(Records from a point labeling set)
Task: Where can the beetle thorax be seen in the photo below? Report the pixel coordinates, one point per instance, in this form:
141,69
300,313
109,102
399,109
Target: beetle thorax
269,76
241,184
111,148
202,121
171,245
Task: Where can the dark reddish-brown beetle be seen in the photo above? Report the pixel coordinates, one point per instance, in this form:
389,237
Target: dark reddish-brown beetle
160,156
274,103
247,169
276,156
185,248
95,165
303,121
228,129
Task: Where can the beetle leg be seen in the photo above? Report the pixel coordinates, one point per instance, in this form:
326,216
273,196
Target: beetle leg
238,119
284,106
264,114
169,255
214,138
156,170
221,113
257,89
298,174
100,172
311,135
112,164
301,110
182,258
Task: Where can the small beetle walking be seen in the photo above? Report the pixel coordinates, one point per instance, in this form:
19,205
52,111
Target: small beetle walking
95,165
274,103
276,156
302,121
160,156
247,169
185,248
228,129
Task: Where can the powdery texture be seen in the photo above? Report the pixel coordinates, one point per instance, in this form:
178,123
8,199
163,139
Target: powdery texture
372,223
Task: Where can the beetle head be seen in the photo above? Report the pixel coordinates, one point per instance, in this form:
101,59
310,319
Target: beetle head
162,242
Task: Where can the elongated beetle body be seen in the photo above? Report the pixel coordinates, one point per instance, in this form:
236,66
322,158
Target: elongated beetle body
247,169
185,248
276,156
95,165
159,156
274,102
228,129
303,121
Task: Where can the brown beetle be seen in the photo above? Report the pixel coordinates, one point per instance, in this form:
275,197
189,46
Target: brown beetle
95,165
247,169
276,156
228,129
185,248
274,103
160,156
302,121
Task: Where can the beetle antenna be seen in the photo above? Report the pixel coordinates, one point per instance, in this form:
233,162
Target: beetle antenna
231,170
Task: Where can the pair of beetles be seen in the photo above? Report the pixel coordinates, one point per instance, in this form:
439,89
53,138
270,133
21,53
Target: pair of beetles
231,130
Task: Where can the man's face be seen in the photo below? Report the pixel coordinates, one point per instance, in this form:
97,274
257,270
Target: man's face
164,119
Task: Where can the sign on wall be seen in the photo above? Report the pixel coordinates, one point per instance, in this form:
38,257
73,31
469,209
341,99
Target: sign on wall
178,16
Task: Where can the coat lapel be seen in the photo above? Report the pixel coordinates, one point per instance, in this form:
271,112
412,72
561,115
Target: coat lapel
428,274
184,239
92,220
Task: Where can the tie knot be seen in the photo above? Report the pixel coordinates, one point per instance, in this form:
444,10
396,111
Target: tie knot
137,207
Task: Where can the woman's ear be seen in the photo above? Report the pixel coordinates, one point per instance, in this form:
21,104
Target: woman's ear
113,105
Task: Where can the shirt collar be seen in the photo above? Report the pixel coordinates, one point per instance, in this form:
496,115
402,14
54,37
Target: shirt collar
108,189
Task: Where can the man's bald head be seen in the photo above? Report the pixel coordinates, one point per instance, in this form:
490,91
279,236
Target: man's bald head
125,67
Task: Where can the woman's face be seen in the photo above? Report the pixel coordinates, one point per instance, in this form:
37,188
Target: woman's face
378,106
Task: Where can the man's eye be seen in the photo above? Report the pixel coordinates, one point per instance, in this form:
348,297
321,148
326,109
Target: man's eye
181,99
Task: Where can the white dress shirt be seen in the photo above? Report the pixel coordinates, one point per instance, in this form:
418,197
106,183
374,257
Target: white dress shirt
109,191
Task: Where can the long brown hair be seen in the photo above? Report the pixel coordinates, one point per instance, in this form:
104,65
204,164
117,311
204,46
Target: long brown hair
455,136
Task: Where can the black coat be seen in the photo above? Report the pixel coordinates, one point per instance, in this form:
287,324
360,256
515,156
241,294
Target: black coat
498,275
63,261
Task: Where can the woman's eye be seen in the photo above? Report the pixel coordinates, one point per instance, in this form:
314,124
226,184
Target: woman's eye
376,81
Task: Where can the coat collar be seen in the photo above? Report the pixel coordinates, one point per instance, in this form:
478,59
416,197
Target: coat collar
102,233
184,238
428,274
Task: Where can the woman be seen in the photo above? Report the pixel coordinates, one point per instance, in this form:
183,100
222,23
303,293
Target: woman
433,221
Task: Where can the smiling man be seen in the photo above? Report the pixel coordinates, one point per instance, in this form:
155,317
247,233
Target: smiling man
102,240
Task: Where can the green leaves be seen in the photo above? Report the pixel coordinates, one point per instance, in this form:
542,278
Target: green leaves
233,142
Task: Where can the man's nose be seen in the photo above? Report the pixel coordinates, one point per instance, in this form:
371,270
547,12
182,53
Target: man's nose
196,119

● **What to do**: Render every line of the listing above as a Markdown table with two columns, Row and Listing line, numbering the rows in order and leaving out blank lines.

● **Exercise result**:
| Row | Listing line |
|---|---|
| 1 | Task: Where can the beetle thorax be seen in the photo below? Report the pixel coordinates, one point per instance, in this form: |
| 2 | 141,69 |
| 3 | 300,313 |
| 4 | 109,102 |
| 5 | 399,109 |
| 6 | Target: beetle thorax |
| 7 | 269,76 |
| 8 | 241,184 |
| 9 | 111,148 |
| 10 | 202,121 |
| 11 | 171,245 |
| 12 | Task: Where can the dark reddish-brown beetle be seen in the photo above? Report the pixel coordinates, one point per instance, in this form: |
| 13 | 389,237 |
| 14 | Target: dark reddish-brown beetle |
| 15 | 160,156 |
| 16 | 274,103 |
| 17 | 247,169 |
| 18 | 276,156 |
| 19 | 185,248 |
| 20 | 95,165 |
| 21 | 303,121 |
| 22 | 228,129 |
| 23 | Task: Where can the beetle leg be seen in the photo above? Report the pixel coordinates, one point per instance, in this form: |
| 24 | 326,216 |
| 25 | 273,196 |
| 26 | Target: beetle leg |
| 27 | 238,119 |
| 28 | 284,106 |
| 29 | 264,114 |
| 30 | 169,255 |
| 31 | 214,138 |
| 32 | 156,170 |
| 33 | 221,113 |
| 34 | 257,89 |
| 35 | 298,174 |
| 36 | 100,172 |
| 37 | 311,135 |
| 38 | 112,164 |
| 39 | 301,110 |
| 40 | 182,258 |
| 41 | Task: Where can the small beetle walking be seen in the photo above? Report the pixel coordinates, one point per instance, in this form: |
| 42 | 19,205 |
| 43 | 52,111 |
| 44 | Target: small beetle walking |
| 45 | 95,165 |
| 46 | 274,103 |
| 47 | 276,156 |
| 48 | 302,121 |
| 49 | 160,156 |
| 50 | 247,169 |
| 51 | 185,248 |
| 52 | 228,129 |
| 53 | Task: Where can the powdery texture be seen in the photo above? Report the pixel coordinates, one point per instance, in this form: |
| 54 | 178,123 |
| 55 | 8,199 |
| 56 | 163,139 |
| 57 | Target: powdery texture |
| 58 | 372,223 |
| 59 | Task: Where can the beetle head be seen in the photo above? Report the pixel coordinates, one point per instance, in this form: |
| 60 | 101,59 |
| 61 | 310,319 |
| 62 | Target: beetle head |
| 63 | 162,242 |
| 64 | Task: Where can the elongated beetle body be seen in the photo above? Report the pixel coordinates, one point per instance, in this form: |
| 65 | 236,66 |
| 66 | 322,158 |
| 67 | Target: elongated beetle body |
| 68 | 247,169 |
| 69 | 185,248 |
| 70 | 276,156 |
| 71 | 95,165 |
| 72 | 159,156 |
| 73 | 274,102 |
| 74 | 228,129 |
| 75 | 303,121 |
| 76 | Task: Where can the brown beetle be seen in the photo above? Report the pixel coordinates, one point per instance, in this form: |
| 77 | 275,197 |
| 78 | 189,46 |
| 79 | Target: brown beetle |
| 80 | 95,165 |
| 81 | 247,169 |
| 82 | 276,156 |
| 83 | 228,129 |
| 84 | 185,248 |
| 85 | 274,103 |
| 86 | 160,156 |
| 87 | 302,121 |
| 88 | Task: Where can the beetle antenna be seen in the photo above? Report the pixel coordinates, one point per instance, in this form: |
| 89 | 233,162 |
| 90 | Target: beetle antenna |
| 91 | 231,170 |
| 92 | Task: Where can the pair of beetles be seen in the photo above? Report the pixel coordinates, one point per instance, in this form: |
| 93 | 439,89 |
| 94 | 53,138 |
| 95 | 270,133 |
| 96 | 21,53 |
| 97 | Target: pair of beetles |
| 98 | 231,130 |
| 99 | Task: Where can the man's face be seen in the photo below? Report the pixel coordinates, one point per instance, in this form: |
| 100 | 97,274 |
| 101 | 257,270 |
| 102 | Target: man's face |
| 103 | 164,119 |
| 104 | Task: Where can the sign on wall be seen in the photo above? Report the pixel coordinates, one point per instance, in this form: |
| 105 | 38,257 |
| 106 | 73,31 |
| 107 | 469,209 |
| 108 | 341,99 |
| 109 | Target: sign on wall |
| 110 | 178,16 |
| 111 | Task: Where can the coat lapel be seen in the photo above? Report the pixel coordinates, one point per instance, in this form: |
| 112 | 271,112 |
| 113 | 412,72 |
| 114 | 561,115 |
| 115 | Target: coat lapel |
| 116 | 428,274 |
| 117 | 184,239 |
| 118 | 92,220 |
| 119 | Task: Where can the tie knot be seen in the photo above? Report the pixel coordinates, one point per instance, in this form: |
| 120 | 444,10 |
| 121 | 396,111 |
| 122 | Target: tie knot |
| 123 | 137,207 |
| 124 | Task: Where can the woman's ear be seen in the photo above? Report the pixel coordinates, one point per instance, in this form: |
| 125 | 21,104 |
| 126 | Target: woman's ear |
| 127 | 113,105 |
| 128 | Task: Where can the shirt collar be seen in the photo above? Report the pixel coordinates, one point per instance, in this form: |
| 129 | 496,115 |
| 130 | 402,14 |
| 131 | 54,37 |
| 132 | Target: shirt collar |
| 133 | 108,189 |
| 134 | Task: Where can the man's bald head be seen in the photo above? Report the pixel coordinates, one point per instance, in this form: |
| 135 | 490,91 |
| 136 | 279,236 |
| 137 | Target: man's bald head |
| 138 | 125,67 |
| 139 | Task: Where can the woman's face be seen in the photo above? Report the pixel coordinates, one point per instance, in this form: |
| 140 | 37,188 |
| 141 | Target: woman's face |
| 142 | 378,106 |
| 143 | Task: Where can the man's eye be seen in the photo above? Report the pixel coordinates, one point per instance, in this form: |
| 144 | 348,297 |
| 145 | 321,148 |
| 146 | 326,109 |
| 147 | Target: man's eye |
| 148 | 181,99 |
| 149 | Task: Where can the white dress shirt be seen in the photo above? Report the pixel coordinates, one point per instance, in this form: |
| 150 | 418,197 |
| 151 | 106,183 |
| 152 | 374,257 |
| 153 | Target: white dress shirt |
| 154 | 109,191 |
| 155 | Task: Where can the long brown hair be seen in the photo above? Report the pixel coordinates, one point per instance, in this form: |
| 156 | 104,65 |
| 157 | 204,164 |
| 158 | 117,311 |
| 159 | 204,46 |
| 160 | Target: long brown hair |
| 161 | 455,136 |
| 162 | Task: Where can the black coat be seen in the photo above? Report the pixel coordinates, one point per instance, in this form: |
| 163 | 287,324 |
| 164 | 360,256 |
| 165 | 515,156 |
| 166 | 241,294 |
| 167 | Target: black coat |
| 168 | 498,275 |
| 169 | 63,261 |
| 170 | Task: Where can the woman's eye be seen in the photo above? Report the pixel coordinates, one point per instance, in this form: |
| 171 | 314,124 |
| 172 | 226,184 |
| 173 | Target: woman's eye |
| 174 | 376,81 |
| 175 | Task: Where can the coat collar be seen in the photo above? Report the pixel coordinates, one point per instance, in this form: |
| 176 | 478,59 |
| 177 | 416,197 |
| 178 | Target: coat collar |
| 179 | 102,233 |
| 180 | 184,238 |
| 181 | 428,274 |
| 182 | Task: Where can the woman be seen in the photo above? Report the pixel coordinates, one point per instance, in this form: |
| 183 | 183,100 |
| 184 | 222,23 |
| 185 | 303,293 |
| 186 | Target: woman |
| 187 | 433,221 |
| 188 | Task: Where can the smiling man be seen in the photo above? Report the pixel coordinates, one point per instance, in this form: |
| 189 | 155,317 |
| 190 | 247,233 |
| 191 | Target: smiling man |
| 192 | 102,240 |
| 193 | Task: Where can the green leaves be seen in the photo above? Report the pixel coordinates, one point per instance, in this form: |
| 194 | 542,278 |
| 195 | Target: green leaves |
| 196 | 233,142 |
| 197 | Task: Where can the man's nose be seen in the photo above? Report the pixel coordinates, one point per instance, in this form: |
| 198 | 371,270 |
| 199 | 547,12 |
| 200 | 182,53 |
| 201 | Target: man's nose |
| 202 | 196,119 |